→ Work to do
Render all the items below as one numbered list, one line per number, and leave out any blank lines.

→ Available data
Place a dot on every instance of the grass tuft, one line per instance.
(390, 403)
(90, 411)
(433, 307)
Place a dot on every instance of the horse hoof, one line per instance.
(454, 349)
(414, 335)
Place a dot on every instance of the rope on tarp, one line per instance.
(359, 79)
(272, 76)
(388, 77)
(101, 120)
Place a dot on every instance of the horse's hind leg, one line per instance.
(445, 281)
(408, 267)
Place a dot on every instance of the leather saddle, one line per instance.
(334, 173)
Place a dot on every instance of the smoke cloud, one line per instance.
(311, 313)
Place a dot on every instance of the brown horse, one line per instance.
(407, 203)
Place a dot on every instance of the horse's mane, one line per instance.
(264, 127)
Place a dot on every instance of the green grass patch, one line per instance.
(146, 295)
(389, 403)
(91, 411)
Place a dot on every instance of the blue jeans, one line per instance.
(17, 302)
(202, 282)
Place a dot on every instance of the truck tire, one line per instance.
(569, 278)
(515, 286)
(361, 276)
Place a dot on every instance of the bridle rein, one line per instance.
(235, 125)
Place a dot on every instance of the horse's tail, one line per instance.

→ Solved problem
1. Place a dot on every instance of the grass tuft, one line per instance.
2. (390, 403)
3. (90, 411)
4. (433, 307)
5. Place a dot on every instance of the horse hoof, one line per instance.
6. (454, 349)
7. (414, 335)
8. Place a dot on every instance of the rope on tarp, one line per instance.
9. (359, 79)
10. (272, 76)
11. (388, 77)
12. (101, 120)
13. Place a dot on every instance of the horse's hind leg, one line per instance.
14. (445, 281)
15. (408, 267)
16. Place a dot on every instance of the leather saddle, one line per instance.
17. (334, 173)
18. Place a dot on every instance of the smoke cloud, one line per instance.
19. (311, 313)
20. Place a dot on every instance of the brown horse, one line per instance.
21. (407, 203)
22. Place a dot on every instance of the horse's mane, one line per instance.
23. (264, 127)
24. Place a dot on every instance of the green grass patch, one line per instance.
25. (146, 295)
26. (389, 403)
27. (91, 411)
28. Place a dot on every instance of the blue jeans, one line per instance.
29. (17, 302)
30. (202, 282)
31. Place a dot on every instance of the truck tire, one line per instance.
32. (569, 278)
33. (515, 286)
34. (361, 276)
35. Place a dot on every instance of the bridle rein, one line per instance.
36. (235, 125)
37. Place a dot on every instance of the horse's tail, one line per instance.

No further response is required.